Given records —
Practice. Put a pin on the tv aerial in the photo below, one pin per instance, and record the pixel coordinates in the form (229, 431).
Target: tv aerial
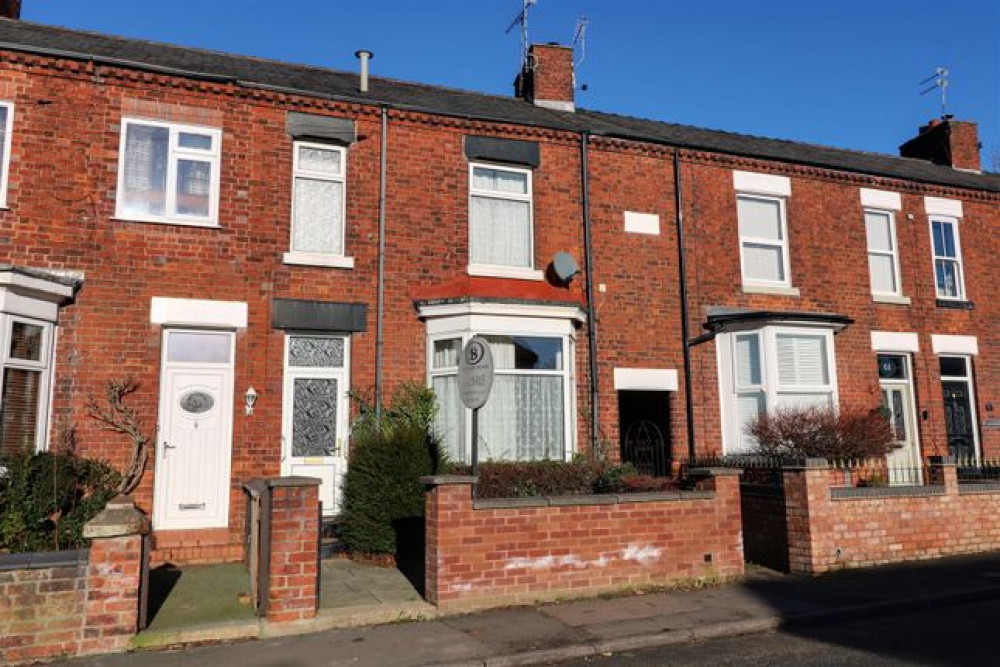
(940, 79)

...

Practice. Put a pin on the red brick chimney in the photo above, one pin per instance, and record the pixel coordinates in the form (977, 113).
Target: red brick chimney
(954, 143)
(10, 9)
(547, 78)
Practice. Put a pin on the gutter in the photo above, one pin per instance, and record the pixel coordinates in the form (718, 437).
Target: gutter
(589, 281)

* * *

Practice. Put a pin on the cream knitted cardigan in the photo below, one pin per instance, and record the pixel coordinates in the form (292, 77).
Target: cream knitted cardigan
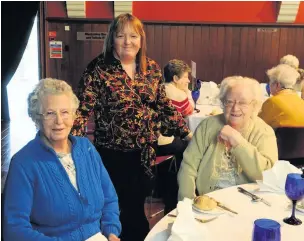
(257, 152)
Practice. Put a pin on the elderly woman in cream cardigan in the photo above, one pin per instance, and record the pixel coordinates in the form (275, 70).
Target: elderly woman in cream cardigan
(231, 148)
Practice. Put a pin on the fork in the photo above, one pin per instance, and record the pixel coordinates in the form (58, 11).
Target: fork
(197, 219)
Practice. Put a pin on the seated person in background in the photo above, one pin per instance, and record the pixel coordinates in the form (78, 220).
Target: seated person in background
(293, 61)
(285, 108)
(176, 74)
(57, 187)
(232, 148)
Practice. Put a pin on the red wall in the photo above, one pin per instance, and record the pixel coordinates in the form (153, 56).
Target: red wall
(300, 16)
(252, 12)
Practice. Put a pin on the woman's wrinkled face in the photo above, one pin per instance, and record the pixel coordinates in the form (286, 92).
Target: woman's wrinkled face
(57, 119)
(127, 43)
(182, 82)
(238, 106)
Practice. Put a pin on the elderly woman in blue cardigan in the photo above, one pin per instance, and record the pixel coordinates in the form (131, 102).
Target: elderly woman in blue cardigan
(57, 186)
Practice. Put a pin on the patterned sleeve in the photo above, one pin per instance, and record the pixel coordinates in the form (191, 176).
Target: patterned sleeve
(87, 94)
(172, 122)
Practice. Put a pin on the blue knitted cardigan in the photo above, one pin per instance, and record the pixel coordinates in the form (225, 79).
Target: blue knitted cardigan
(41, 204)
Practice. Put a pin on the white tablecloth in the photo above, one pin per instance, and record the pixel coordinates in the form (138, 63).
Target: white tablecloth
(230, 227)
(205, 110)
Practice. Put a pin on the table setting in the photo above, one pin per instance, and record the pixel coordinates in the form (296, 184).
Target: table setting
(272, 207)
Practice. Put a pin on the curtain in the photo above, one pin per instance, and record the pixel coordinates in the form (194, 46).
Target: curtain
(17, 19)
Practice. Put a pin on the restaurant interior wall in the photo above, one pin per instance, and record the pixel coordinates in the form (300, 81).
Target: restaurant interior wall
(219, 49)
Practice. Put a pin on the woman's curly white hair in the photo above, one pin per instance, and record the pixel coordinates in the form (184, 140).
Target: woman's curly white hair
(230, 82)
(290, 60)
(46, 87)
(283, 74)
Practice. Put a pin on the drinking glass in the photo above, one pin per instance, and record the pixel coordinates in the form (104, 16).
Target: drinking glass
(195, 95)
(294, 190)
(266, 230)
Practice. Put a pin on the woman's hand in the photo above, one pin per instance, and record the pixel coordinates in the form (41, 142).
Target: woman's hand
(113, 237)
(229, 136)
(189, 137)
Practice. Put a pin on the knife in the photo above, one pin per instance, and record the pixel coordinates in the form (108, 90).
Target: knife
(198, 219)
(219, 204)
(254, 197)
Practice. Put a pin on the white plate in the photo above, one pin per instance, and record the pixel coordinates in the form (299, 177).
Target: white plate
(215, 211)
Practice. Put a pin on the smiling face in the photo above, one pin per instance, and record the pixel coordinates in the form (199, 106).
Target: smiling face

Set exercise —
Show every line above that contains this word, copying each one in full: "below".

Completed task —
Practice. Put a pin on the tv aerial in the photo below, one pin per instance, and record the pixel coordinates in the form (229, 431).
Practice. Put a pin on the cream knitted cardigan in the photo below, one pin per instance, and record the pixel coordinates in the form (292, 77).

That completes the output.